TUJUAN: Tampilkan semua baris dalam entri koleksi di bawah ini yang mengandung kata "white".

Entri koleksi
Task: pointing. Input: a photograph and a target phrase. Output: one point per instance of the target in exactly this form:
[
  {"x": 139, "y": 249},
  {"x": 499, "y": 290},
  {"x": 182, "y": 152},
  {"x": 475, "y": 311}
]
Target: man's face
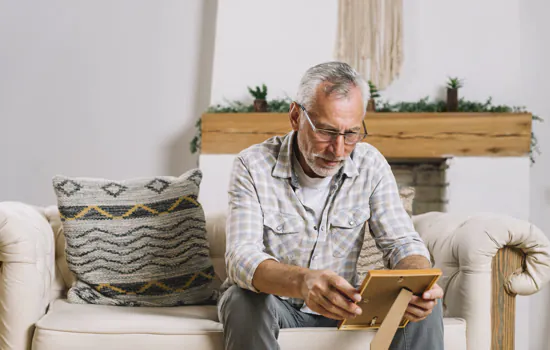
[{"x": 321, "y": 158}]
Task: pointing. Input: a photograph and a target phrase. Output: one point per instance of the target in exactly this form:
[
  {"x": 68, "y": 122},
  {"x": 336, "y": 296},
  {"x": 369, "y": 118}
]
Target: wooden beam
[
  {"x": 503, "y": 305},
  {"x": 396, "y": 135}
]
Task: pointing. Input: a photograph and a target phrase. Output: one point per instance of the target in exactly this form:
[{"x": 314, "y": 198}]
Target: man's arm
[
  {"x": 251, "y": 268},
  {"x": 392, "y": 227},
  {"x": 322, "y": 290}
]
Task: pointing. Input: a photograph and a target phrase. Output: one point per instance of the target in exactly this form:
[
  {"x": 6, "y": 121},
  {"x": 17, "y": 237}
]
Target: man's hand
[
  {"x": 329, "y": 295},
  {"x": 421, "y": 307}
]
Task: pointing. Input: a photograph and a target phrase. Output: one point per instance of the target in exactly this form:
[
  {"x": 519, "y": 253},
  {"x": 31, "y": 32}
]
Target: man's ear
[{"x": 294, "y": 116}]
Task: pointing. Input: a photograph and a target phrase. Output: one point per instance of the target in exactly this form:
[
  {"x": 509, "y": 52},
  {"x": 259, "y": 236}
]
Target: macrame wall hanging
[{"x": 370, "y": 38}]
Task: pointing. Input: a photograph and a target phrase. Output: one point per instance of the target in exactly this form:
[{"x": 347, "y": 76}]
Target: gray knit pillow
[{"x": 138, "y": 242}]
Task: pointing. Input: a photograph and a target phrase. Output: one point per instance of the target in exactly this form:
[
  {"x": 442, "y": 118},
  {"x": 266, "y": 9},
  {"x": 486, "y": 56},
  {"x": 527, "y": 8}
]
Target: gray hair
[{"x": 341, "y": 76}]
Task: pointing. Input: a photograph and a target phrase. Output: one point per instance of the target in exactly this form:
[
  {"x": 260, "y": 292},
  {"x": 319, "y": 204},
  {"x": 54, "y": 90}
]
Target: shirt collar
[{"x": 283, "y": 167}]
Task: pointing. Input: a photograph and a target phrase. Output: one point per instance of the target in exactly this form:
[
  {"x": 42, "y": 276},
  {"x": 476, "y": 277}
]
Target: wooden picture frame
[{"x": 379, "y": 291}]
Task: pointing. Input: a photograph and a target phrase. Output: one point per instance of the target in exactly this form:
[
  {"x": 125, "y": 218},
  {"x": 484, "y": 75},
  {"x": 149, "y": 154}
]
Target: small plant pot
[
  {"x": 260, "y": 105},
  {"x": 452, "y": 100},
  {"x": 371, "y": 105}
]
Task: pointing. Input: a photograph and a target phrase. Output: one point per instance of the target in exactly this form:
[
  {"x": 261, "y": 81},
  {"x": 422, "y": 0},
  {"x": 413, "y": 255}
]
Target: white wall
[
  {"x": 535, "y": 55},
  {"x": 276, "y": 41},
  {"x": 103, "y": 89}
]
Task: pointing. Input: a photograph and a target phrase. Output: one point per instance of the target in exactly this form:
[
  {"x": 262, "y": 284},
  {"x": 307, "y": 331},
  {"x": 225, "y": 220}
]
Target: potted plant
[
  {"x": 260, "y": 103},
  {"x": 371, "y": 105},
  {"x": 453, "y": 84}
]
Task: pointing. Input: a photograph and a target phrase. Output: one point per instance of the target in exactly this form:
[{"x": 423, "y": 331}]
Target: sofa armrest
[
  {"x": 486, "y": 260},
  {"x": 27, "y": 263}
]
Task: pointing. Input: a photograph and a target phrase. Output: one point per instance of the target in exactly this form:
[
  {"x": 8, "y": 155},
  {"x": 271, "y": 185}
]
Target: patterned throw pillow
[
  {"x": 138, "y": 242},
  {"x": 370, "y": 257}
]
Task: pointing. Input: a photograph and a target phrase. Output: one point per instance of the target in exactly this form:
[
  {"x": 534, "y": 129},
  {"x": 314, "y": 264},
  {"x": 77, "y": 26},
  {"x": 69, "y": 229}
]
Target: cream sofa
[{"x": 480, "y": 279}]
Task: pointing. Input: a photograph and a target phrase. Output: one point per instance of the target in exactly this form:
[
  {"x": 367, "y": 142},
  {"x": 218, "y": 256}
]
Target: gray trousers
[{"x": 252, "y": 321}]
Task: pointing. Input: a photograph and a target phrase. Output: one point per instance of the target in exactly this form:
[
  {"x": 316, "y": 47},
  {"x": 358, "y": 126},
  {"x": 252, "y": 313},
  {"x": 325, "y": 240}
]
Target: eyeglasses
[{"x": 325, "y": 135}]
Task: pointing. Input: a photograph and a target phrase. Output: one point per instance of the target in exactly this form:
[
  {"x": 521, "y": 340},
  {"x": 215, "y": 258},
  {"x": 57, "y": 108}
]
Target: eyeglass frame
[{"x": 334, "y": 134}]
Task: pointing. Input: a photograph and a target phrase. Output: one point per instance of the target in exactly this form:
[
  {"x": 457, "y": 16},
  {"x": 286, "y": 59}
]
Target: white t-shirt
[{"x": 313, "y": 191}]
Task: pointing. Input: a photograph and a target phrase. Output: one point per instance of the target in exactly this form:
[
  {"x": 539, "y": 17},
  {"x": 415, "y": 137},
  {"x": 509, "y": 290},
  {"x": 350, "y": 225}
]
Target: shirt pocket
[
  {"x": 282, "y": 235},
  {"x": 347, "y": 230}
]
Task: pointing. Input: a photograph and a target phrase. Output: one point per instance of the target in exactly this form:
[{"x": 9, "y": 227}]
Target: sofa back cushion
[{"x": 137, "y": 242}]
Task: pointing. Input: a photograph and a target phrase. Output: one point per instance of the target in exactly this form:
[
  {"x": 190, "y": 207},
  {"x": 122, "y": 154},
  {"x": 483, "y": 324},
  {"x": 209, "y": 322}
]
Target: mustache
[{"x": 329, "y": 158}]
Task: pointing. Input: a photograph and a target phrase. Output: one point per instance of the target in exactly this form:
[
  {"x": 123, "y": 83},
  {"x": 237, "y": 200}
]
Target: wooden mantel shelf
[{"x": 396, "y": 135}]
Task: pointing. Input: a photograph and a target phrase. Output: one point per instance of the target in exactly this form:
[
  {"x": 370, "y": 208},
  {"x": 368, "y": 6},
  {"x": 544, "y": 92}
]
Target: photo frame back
[{"x": 380, "y": 289}]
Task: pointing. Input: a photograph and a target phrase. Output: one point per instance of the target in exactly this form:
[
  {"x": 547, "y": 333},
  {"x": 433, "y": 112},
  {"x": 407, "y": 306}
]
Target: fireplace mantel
[{"x": 396, "y": 135}]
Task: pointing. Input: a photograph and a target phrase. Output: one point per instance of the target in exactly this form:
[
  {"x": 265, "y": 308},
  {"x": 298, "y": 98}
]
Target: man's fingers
[
  {"x": 423, "y": 304},
  {"x": 413, "y": 318},
  {"x": 418, "y": 312},
  {"x": 333, "y": 309},
  {"x": 345, "y": 288},
  {"x": 339, "y": 300},
  {"x": 436, "y": 292}
]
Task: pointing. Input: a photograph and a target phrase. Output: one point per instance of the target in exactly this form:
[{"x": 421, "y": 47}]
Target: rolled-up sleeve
[
  {"x": 244, "y": 228},
  {"x": 392, "y": 227}
]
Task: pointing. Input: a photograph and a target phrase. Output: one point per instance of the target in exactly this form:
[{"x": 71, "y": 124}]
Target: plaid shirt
[{"x": 266, "y": 219}]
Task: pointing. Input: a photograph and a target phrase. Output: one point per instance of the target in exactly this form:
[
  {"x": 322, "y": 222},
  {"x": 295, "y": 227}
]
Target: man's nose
[{"x": 339, "y": 146}]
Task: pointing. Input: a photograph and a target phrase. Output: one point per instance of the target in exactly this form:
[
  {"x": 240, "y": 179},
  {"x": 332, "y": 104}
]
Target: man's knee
[{"x": 238, "y": 303}]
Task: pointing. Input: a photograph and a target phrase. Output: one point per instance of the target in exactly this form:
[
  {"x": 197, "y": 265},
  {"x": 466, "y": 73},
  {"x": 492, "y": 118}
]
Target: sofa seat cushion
[{"x": 69, "y": 326}]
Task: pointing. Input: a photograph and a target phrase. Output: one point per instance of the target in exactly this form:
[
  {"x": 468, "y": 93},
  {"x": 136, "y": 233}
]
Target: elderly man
[{"x": 297, "y": 210}]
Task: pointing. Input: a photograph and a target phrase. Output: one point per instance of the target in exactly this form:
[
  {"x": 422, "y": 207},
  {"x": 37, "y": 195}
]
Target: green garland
[{"x": 422, "y": 105}]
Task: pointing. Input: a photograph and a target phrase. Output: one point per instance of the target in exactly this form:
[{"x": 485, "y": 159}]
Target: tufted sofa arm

TUGAS SELESAI:
Target: white wall
Target: white t-shirt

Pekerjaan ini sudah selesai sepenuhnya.